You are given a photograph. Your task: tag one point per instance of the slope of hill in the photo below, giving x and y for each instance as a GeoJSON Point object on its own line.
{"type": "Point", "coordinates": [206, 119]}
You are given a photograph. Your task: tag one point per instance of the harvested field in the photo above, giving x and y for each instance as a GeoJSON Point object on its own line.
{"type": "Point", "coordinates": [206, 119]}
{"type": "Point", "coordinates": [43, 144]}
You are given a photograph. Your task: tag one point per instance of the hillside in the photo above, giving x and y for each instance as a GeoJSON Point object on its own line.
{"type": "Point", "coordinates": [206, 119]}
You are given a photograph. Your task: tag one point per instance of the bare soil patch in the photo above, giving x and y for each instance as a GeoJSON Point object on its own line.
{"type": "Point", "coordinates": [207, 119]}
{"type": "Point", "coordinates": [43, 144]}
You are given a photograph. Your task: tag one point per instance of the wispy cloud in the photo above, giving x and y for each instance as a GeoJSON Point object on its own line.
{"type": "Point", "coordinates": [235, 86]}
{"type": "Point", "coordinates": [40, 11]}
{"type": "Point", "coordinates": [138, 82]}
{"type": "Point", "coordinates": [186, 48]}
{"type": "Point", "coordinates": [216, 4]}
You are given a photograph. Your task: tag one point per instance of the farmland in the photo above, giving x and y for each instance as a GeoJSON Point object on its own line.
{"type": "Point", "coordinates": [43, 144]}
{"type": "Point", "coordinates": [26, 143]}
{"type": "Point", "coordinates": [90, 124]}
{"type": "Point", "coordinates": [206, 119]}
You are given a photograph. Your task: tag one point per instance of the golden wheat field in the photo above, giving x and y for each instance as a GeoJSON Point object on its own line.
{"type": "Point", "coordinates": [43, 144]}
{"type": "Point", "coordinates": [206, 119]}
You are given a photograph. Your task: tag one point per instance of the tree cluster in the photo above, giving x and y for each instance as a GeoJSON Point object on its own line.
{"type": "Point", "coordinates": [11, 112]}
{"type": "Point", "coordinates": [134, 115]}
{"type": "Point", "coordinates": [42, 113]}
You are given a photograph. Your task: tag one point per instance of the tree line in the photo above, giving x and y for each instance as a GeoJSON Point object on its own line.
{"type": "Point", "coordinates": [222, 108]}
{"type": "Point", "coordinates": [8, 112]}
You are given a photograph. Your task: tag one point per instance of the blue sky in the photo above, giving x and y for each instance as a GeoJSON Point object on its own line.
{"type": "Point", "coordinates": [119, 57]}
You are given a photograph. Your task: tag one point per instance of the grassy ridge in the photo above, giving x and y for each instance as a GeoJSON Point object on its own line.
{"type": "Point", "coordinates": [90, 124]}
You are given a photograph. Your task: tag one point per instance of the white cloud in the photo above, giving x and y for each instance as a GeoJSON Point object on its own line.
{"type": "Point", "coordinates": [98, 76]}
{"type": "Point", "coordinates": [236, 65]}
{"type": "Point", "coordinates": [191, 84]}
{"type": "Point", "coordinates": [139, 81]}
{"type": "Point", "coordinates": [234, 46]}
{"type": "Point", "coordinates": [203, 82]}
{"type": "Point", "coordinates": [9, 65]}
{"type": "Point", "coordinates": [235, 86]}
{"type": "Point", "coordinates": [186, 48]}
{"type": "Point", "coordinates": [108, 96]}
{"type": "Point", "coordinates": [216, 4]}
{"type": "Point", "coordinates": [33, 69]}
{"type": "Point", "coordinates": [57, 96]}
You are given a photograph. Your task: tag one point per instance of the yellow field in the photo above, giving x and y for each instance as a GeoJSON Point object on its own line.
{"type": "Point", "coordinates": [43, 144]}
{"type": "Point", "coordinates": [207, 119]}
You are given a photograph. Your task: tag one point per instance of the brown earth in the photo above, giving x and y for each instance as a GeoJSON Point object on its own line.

### What needs to be done
Copy out all the records again, swapping every "tag" for "mark" and leaving everything else unchanged.

### Solution to the exercise
You are given a photograph. Your task: mark one point per instance of the slope of hill in the photo below, giving x and y for each instance as a GeoJSON Point object on its own line.
{"type": "Point", "coordinates": [206, 119]}
You are given a photograph. Your task: mark one point per instance of the harvested field in the photo above, giving x and y for each instance as a GeoJSON Point object on its own line.
{"type": "Point", "coordinates": [206, 119]}
{"type": "Point", "coordinates": [43, 144]}
You are given a photograph. Your task: mark one point per instance of the hillside in the photo above, giving x and y for each instance as a GeoJSON Point object on its own line.
{"type": "Point", "coordinates": [206, 119]}
You are given a photograph. Your task: mark one point per instance of the bare soil patch in the photo above, giving x and y for each instance as a GeoJSON Point object on its own line.
{"type": "Point", "coordinates": [207, 119]}
{"type": "Point", "coordinates": [43, 144]}
You are given a photograph. Your task: mark one point per instance of the wispy cloud in the photo above, giving x and y for each instance as a GeoJSON Point object on its own line.
{"type": "Point", "coordinates": [235, 86]}
{"type": "Point", "coordinates": [40, 11]}
{"type": "Point", "coordinates": [138, 82]}
{"type": "Point", "coordinates": [186, 48]}
{"type": "Point", "coordinates": [216, 4]}
You are given a photograph. Your task: mark one point per instance of the farmland in the photo above, giving x and y for each instance as a GeoJSON Point object on its own line.
{"type": "Point", "coordinates": [43, 144]}
{"type": "Point", "coordinates": [26, 143]}
{"type": "Point", "coordinates": [90, 124]}
{"type": "Point", "coordinates": [206, 119]}
You are given a photograph. Your task: mark one point per instance of the golden wheat field in the photo above, giving x and y for each instance as a GeoJSON Point object on its own line.
{"type": "Point", "coordinates": [43, 144]}
{"type": "Point", "coordinates": [206, 119]}
You are given a photograph. Your task: mark one point per instance of the tree cluster in the photo above, giving x and y for each instance as a GeoJSON Point object on its own line.
{"type": "Point", "coordinates": [11, 112]}
{"type": "Point", "coordinates": [134, 115]}
{"type": "Point", "coordinates": [42, 113]}
You are given a photograph. Your task: mark one point per instance of the tree line in the photo above, giving x and y for each instance as a GeoJSON Point object on its own line.
{"type": "Point", "coordinates": [222, 108]}
{"type": "Point", "coordinates": [8, 112]}
You are given a photograph. Your task: mark one point per instance of the blue sky in the photo above, giving x and y for each instance as a GeoJSON Point object on its own line.
{"type": "Point", "coordinates": [119, 57]}
You are given a photograph. Your task: mark one point per instance of the grassy ridge in the photo above, giving x and y for each instance as a GeoJSON Point object on its own line.
{"type": "Point", "coordinates": [90, 124]}
You are given a photograph. Your task: mark one point per instance of the white cloud in the photo above, giving x and y for each instance as a GeoJSON Point object on its own line.
{"type": "Point", "coordinates": [98, 76]}
{"type": "Point", "coordinates": [236, 65]}
{"type": "Point", "coordinates": [191, 84]}
{"type": "Point", "coordinates": [139, 81]}
{"type": "Point", "coordinates": [234, 46]}
{"type": "Point", "coordinates": [203, 82]}
{"type": "Point", "coordinates": [9, 65]}
{"type": "Point", "coordinates": [235, 86]}
{"type": "Point", "coordinates": [186, 48]}
{"type": "Point", "coordinates": [108, 96]}
{"type": "Point", "coordinates": [216, 4]}
{"type": "Point", "coordinates": [33, 69]}
{"type": "Point", "coordinates": [57, 96]}
You are given a photograph. Your task: mark one point per instance of the yellow field in the photo above, giving x and y for each instance as a GeoJSON Point object on its own line.
{"type": "Point", "coordinates": [43, 144]}
{"type": "Point", "coordinates": [207, 119]}
You are given a photograph. Your task: mark one point per instance of the brown earth in the photo above, giving x and y for each instance as a GeoJSON Point object on its own line.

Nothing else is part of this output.